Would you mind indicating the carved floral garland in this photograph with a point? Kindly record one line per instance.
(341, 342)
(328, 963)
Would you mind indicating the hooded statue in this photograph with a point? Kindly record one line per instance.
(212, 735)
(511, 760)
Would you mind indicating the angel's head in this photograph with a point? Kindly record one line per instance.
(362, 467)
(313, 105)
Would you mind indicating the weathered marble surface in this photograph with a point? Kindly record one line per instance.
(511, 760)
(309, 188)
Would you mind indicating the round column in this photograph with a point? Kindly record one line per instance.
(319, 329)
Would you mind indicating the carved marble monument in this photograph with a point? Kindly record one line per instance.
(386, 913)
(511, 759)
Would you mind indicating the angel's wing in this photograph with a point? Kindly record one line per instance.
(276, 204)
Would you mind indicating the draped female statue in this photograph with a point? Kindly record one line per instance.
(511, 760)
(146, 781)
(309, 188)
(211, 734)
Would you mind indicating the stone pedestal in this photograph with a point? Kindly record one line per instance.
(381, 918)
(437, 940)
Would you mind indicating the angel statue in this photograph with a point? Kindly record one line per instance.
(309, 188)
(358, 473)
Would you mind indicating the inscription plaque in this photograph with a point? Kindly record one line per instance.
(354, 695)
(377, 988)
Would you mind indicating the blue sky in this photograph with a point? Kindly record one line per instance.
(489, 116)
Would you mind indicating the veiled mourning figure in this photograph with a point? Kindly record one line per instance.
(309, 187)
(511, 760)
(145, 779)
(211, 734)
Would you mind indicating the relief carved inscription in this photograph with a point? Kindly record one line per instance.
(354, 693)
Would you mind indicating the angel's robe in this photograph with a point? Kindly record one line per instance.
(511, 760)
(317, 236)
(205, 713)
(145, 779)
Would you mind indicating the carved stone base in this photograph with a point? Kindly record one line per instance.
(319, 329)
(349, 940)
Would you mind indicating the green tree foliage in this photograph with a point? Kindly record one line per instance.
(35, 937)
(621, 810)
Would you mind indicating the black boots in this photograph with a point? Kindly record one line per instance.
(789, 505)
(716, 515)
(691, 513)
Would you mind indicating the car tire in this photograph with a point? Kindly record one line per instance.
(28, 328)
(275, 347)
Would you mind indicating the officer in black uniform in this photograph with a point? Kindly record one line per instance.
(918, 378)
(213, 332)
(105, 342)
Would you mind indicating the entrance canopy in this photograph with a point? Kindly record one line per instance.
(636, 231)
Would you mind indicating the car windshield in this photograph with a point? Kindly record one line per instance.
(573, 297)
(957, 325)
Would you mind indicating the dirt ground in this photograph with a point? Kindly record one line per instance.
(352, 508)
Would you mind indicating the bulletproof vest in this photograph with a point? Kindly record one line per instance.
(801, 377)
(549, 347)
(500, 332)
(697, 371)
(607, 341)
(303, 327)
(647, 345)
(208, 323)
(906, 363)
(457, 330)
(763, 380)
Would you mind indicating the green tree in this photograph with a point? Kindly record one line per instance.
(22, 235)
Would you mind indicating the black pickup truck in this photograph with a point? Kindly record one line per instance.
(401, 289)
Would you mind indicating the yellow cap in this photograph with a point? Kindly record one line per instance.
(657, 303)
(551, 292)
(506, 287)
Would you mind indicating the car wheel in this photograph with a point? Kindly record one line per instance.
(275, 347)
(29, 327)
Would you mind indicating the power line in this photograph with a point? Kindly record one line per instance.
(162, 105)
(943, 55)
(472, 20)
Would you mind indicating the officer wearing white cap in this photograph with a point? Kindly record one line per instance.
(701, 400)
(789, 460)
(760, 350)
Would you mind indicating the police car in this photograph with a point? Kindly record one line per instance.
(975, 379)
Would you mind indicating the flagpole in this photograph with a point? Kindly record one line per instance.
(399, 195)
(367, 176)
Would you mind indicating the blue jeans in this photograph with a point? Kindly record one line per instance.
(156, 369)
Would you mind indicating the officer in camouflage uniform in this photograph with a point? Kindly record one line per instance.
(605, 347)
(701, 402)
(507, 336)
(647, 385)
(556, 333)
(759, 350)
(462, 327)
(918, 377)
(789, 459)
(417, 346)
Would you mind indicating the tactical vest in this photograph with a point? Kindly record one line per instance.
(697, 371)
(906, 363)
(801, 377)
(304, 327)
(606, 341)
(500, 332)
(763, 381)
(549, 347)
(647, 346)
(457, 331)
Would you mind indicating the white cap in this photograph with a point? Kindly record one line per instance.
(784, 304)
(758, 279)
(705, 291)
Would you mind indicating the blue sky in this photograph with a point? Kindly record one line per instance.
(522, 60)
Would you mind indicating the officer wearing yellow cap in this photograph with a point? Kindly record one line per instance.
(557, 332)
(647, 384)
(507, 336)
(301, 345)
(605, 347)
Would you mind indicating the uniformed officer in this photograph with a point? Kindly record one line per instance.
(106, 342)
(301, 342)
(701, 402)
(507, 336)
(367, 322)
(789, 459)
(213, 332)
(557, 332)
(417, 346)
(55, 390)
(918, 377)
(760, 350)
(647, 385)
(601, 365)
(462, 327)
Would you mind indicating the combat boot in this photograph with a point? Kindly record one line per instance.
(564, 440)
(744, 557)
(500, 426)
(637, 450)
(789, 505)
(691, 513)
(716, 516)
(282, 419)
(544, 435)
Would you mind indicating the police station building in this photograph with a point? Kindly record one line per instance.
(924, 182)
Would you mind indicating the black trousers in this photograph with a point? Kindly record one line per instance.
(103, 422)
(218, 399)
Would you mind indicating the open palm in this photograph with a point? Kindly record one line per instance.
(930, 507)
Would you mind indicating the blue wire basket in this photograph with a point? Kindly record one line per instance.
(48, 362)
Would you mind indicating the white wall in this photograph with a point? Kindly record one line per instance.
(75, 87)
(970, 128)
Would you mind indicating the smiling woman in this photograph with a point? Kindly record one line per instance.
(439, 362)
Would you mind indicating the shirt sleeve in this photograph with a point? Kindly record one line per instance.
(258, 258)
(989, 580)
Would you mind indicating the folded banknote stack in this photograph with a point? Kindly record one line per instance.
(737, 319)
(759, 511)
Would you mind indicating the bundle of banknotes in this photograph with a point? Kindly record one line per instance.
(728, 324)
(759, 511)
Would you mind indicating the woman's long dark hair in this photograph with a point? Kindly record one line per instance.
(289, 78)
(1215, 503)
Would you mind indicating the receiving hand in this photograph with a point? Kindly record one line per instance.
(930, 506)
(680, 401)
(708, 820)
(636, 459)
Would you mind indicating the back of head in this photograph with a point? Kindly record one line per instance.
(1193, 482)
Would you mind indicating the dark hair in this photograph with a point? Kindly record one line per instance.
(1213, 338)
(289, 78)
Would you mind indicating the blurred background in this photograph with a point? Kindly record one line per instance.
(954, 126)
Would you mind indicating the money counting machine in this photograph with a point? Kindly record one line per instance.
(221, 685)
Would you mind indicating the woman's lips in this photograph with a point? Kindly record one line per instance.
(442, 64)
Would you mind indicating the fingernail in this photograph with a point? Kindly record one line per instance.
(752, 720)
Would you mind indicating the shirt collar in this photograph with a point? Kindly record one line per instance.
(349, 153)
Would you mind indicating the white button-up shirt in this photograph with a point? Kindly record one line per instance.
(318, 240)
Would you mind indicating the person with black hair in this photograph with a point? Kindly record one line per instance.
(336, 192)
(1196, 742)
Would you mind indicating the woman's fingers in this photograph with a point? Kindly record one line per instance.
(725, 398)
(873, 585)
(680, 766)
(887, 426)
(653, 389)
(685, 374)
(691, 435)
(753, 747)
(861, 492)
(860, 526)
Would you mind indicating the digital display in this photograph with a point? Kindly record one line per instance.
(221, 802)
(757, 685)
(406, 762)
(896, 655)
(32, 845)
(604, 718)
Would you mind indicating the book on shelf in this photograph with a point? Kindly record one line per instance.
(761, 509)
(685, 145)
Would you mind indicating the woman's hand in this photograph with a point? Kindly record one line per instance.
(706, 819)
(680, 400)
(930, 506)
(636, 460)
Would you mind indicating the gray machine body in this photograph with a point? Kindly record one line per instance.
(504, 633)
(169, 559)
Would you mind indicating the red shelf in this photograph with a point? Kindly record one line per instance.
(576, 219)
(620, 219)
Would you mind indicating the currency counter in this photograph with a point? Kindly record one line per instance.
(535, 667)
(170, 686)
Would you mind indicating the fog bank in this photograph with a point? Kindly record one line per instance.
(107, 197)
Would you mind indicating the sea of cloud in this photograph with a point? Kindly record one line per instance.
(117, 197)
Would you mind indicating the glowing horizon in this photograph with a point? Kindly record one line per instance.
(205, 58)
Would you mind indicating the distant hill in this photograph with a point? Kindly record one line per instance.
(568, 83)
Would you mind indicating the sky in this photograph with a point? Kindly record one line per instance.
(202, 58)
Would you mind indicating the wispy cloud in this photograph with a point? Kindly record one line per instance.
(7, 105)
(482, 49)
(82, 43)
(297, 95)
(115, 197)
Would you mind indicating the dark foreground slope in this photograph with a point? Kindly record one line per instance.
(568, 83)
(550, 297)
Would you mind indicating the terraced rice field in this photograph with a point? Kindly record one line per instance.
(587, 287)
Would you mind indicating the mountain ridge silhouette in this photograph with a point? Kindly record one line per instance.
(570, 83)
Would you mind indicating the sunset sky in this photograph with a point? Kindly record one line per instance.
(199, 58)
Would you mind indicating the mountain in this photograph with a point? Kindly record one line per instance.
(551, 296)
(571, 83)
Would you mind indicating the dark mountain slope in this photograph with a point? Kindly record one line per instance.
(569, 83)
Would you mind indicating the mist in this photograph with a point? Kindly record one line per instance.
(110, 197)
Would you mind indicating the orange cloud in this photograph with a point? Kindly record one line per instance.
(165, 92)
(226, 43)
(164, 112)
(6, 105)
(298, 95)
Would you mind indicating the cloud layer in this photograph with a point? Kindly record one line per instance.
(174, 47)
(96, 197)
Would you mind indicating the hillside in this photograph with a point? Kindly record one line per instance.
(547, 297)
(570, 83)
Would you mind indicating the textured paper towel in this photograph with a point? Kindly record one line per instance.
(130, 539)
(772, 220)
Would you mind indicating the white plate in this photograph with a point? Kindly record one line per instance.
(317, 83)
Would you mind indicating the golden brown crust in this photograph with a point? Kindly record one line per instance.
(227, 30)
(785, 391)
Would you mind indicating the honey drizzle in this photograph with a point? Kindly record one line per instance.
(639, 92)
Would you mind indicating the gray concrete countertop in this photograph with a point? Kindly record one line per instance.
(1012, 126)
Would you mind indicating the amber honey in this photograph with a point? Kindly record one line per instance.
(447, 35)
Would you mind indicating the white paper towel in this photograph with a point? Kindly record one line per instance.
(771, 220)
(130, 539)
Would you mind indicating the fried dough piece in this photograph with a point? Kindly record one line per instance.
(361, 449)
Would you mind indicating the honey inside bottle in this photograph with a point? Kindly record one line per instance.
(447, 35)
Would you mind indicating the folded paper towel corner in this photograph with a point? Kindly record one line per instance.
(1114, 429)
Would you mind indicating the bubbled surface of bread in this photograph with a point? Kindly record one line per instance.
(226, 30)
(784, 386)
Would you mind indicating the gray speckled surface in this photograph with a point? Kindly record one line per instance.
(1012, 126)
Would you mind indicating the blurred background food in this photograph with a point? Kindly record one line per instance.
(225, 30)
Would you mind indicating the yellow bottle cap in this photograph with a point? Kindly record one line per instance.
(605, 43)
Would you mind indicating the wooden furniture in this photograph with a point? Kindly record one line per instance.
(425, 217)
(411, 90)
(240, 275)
####################
• Exercise brief: Working down from the line that contains "Would you mind indicating the wooden", retype each line exactly through the last line of the data, and give nothing else.

• Solution to this task:
Would you mind indicating the wooden furniture in this photograph with a point? Kindly record one line per instance.
(425, 217)
(411, 90)
(240, 275)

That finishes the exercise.